------ SUPPLIED MATERIAL ------

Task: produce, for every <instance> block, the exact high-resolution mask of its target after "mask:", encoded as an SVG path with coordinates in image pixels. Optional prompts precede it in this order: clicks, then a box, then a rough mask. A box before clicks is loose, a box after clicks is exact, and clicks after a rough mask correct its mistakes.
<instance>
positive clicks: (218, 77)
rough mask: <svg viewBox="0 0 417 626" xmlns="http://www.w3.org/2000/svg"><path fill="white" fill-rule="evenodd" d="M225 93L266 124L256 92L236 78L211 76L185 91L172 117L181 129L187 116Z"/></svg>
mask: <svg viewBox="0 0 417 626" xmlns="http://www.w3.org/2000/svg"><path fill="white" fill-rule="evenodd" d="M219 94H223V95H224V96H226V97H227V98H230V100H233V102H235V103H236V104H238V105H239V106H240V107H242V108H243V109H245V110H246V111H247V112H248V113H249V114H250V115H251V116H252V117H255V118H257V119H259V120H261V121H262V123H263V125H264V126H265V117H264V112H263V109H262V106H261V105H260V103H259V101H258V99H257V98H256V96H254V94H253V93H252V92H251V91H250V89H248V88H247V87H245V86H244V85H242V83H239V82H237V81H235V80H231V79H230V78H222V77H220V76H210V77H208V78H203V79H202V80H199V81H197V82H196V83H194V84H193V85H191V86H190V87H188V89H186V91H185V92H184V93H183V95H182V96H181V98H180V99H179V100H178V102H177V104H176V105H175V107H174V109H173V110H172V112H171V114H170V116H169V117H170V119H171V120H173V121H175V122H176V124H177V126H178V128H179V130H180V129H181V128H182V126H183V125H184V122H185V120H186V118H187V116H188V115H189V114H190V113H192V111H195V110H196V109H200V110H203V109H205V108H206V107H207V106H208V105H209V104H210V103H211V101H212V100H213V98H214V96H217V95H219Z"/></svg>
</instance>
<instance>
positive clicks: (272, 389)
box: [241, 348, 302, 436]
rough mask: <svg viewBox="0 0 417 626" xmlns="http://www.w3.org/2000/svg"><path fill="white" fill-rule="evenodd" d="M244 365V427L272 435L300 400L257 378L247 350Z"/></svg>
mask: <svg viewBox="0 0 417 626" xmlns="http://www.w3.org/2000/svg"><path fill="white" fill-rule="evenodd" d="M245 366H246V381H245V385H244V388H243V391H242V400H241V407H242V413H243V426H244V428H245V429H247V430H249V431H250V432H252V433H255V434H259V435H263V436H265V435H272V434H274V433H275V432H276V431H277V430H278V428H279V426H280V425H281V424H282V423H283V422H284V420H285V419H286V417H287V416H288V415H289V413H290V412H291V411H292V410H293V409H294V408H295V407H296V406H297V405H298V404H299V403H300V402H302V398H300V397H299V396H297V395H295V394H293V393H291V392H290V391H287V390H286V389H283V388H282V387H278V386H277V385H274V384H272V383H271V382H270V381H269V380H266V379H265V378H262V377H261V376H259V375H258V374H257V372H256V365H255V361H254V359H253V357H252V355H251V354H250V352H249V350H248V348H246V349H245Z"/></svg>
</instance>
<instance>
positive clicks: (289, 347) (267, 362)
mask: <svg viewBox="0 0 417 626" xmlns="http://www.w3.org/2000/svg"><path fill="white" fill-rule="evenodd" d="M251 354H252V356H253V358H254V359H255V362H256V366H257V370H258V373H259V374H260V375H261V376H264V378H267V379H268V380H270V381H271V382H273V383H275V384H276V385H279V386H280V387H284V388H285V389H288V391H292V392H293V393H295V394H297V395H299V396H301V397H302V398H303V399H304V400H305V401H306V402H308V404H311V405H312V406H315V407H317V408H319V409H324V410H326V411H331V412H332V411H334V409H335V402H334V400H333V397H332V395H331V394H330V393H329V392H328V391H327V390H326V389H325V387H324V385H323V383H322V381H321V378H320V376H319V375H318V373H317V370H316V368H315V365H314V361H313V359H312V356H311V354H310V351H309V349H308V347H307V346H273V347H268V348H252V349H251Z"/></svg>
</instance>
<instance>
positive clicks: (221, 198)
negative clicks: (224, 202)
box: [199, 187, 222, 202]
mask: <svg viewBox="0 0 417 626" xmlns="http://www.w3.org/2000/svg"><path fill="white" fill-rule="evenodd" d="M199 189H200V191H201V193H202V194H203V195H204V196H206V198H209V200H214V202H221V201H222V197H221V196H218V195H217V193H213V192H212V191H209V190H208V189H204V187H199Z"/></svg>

------

-- EXERCISE --
Return all of the items above line for line, with no changes.

-- RESPONSE TO THIS EXERCISE --
Task: produce, for every <instance> block, the exact high-resolution mask of its target after "mask:", encoded as an SVG path with coordinates in image pixels. Optional prompts precede it in this order: clicks, then a box, then a rough mask. A box before clicks is loose, a box after clicks is exact, and clicks after a rough mask correct its mistakes.
<instance>
positive clicks: (218, 77)
rough mask: <svg viewBox="0 0 417 626" xmlns="http://www.w3.org/2000/svg"><path fill="white" fill-rule="evenodd" d="M225 93L266 124L256 92L236 78L211 76L185 91L172 117L181 129L187 116Z"/></svg>
mask: <svg viewBox="0 0 417 626" xmlns="http://www.w3.org/2000/svg"><path fill="white" fill-rule="evenodd" d="M219 94H223V95H224V96H226V97H227V98H230V100H233V102H235V103H236V104H238V105H239V106H240V107H242V108H243V109H245V110H246V111H247V112H248V113H249V114H250V115H251V116H252V117H255V118H257V119H259V120H261V121H262V123H263V125H264V126H265V117H264V112H263V109H262V106H261V105H260V103H259V101H258V99H257V98H256V96H254V94H253V93H252V92H251V91H250V89H248V88H247V87H245V86H244V85H242V83H239V82H237V81H235V80H231V79H230V78H222V77H220V76H210V77H208V78H203V79H202V80H199V81H197V82H196V83H194V84H193V85H191V86H190V87H188V89H186V91H185V92H184V93H183V95H182V96H181V98H180V99H179V100H178V102H177V104H176V105H175V107H174V109H173V110H172V112H171V114H170V116H169V117H170V119H171V120H173V121H175V122H176V124H177V126H178V128H179V130H180V129H181V128H182V126H183V125H184V122H185V120H186V118H187V116H188V115H189V114H190V113H192V111H195V110H196V109H200V110H203V109H205V108H206V107H207V106H208V105H209V104H210V103H211V101H212V100H213V98H214V96H217V95H219Z"/></svg>
</instance>
<instance>
positive clicks: (272, 389)
box: [241, 348, 302, 436]
rough mask: <svg viewBox="0 0 417 626" xmlns="http://www.w3.org/2000/svg"><path fill="white" fill-rule="evenodd" d="M244 365V427L272 435L300 400L257 378L247 350Z"/></svg>
mask: <svg viewBox="0 0 417 626" xmlns="http://www.w3.org/2000/svg"><path fill="white" fill-rule="evenodd" d="M245 366H246V381H245V385H244V388H243V391H242V400H241V407H242V413H243V426H244V428H245V429H247V430H249V431H250V432H252V433H255V434H259V435H263V436H265V435H272V434H274V433H275V432H276V431H277V430H278V428H279V426H280V425H281V424H282V423H283V422H284V420H285V419H286V417H287V416H288V415H289V413H290V412H291V411H292V410H293V409H294V408H295V407H296V406H297V405H298V404H299V403H300V402H302V398H300V397H299V396H297V395H295V394H293V393H291V392H290V391H287V390H286V389H283V388H282V387H278V386H277V385H274V384H272V383H271V382H270V381H269V380H266V379H265V378H262V377H261V376H259V375H258V374H257V372H256V365H255V361H254V359H253V357H252V355H251V354H250V352H249V350H248V348H246V349H245Z"/></svg>
</instance>
<instance>
positive clicks: (289, 347) (267, 362)
mask: <svg viewBox="0 0 417 626" xmlns="http://www.w3.org/2000/svg"><path fill="white" fill-rule="evenodd" d="M251 354H252V356H253V358H254V359H255V362H256V366H257V370H258V373H259V374H260V375H261V376H264V378H267V379H268V380H270V381H271V382H273V383H275V384H276V385H279V386H280V387H284V388H285V389H288V391H292V392H293V393H295V394H297V395H299V396H301V397H302V398H303V399H304V400H305V401H306V402H308V404H311V405H312V406H315V407H317V408H319V409H324V410H326V411H331V412H332V411H334V409H335V402H334V400H333V397H332V395H331V394H330V393H329V392H328V391H327V390H326V389H325V387H324V385H323V383H322V381H321V378H320V376H319V375H318V373H317V370H316V368H315V365H314V361H313V359H312V356H311V354H310V351H309V349H308V347H307V346H273V347H268V348H252V349H251Z"/></svg>
</instance>
<instance>
positive clicks: (221, 198)
negative clicks: (224, 202)
box: [199, 187, 222, 202]
mask: <svg viewBox="0 0 417 626" xmlns="http://www.w3.org/2000/svg"><path fill="white" fill-rule="evenodd" d="M199 189H200V191H201V193H202V194H203V195H204V196H206V198H209V200H214V202H221V201H222V197H221V196H218V195H217V193H213V192H212V191H209V190H208V189H204V187H199Z"/></svg>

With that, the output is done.